▸ **Work required**:
Retype the listing below word for word, leaving every line unchanged.

— Start of Provided data —

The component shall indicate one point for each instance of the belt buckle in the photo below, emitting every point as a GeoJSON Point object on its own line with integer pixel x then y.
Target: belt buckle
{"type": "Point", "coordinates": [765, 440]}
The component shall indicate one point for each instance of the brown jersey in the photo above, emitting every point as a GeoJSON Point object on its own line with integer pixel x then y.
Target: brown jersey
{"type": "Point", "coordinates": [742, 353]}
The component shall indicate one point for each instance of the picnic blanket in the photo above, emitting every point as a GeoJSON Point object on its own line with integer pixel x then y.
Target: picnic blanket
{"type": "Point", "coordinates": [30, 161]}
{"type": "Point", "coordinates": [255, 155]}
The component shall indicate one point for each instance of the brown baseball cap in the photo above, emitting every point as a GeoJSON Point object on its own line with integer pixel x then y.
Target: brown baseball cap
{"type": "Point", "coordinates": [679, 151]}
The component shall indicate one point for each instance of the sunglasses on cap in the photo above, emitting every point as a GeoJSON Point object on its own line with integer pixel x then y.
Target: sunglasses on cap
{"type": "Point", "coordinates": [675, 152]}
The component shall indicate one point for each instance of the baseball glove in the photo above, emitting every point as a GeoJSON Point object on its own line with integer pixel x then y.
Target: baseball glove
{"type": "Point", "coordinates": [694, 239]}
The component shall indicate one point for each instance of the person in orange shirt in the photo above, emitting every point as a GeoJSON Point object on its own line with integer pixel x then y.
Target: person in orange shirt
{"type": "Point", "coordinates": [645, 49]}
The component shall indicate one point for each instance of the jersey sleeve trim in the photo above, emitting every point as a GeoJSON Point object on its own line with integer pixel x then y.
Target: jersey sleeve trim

— End of Provided data —

▸ **Response**:
The component shall indicate one point for each instance of the belt buckle in the photo below, emitting every point as a GeoJSON Point object on its own line with integer pixel x then y.
Target: belt buckle
{"type": "Point", "coordinates": [765, 440]}
The component shall indicate one point for each instance of the brown jersey in the photo above, emitting every point as a GeoJSON Point object on its own line with integer pixel x then y.
Target: brown jersey
{"type": "Point", "coordinates": [742, 353]}
The component shall indicate one point for each instance of the picnic blanket in the photo above, emitting every point as a GeoJSON Point object on its own line with integer pixel x then y.
Target: picnic blanket
{"type": "Point", "coordinates": [30, 161]}
{"type": "Point", "coordinates": [255, 155]}
The component shall indicate one point for each instance of the brown baseball cap in the photo above, emitting every point as a GeoJSON Point object on its own line with integer pixel x then y.
Target: brown baseball cap
{"type": "Point", "coordinates": [679, 151]}
The component shall indicate one point for each instance of the sunglasses on cap in the photo above, emitting every point as a GeoJSON Point object on its own line with integer pixel x then y.
Target: sunglasses on cap
{"type": "Point", "coordinates": [675, 152]}
The component shall indicate one point for each instance of the baseball glove in the photo above, emitting every point as a GeoJSON Point object on its own line with integer pixel x then y.
Target: baseball glove
{"type": "Point", "coordinates": [694, 239]}
The component shall indicate one point for each instance of the person in orange shirt in the photo above, emitting every point as a GeoJSON Point object on its own line with integer pixel x then y.
Target: person in orange shirt
{"type": "Point", "coordinates": [645, 49]}
The component shall indicate one point for each instance of the jersey sleeve trim in the photo above, emitting every point as a GeoJSON Point object on its own line with integer pixel x then y.
Target: jersey sleeve trim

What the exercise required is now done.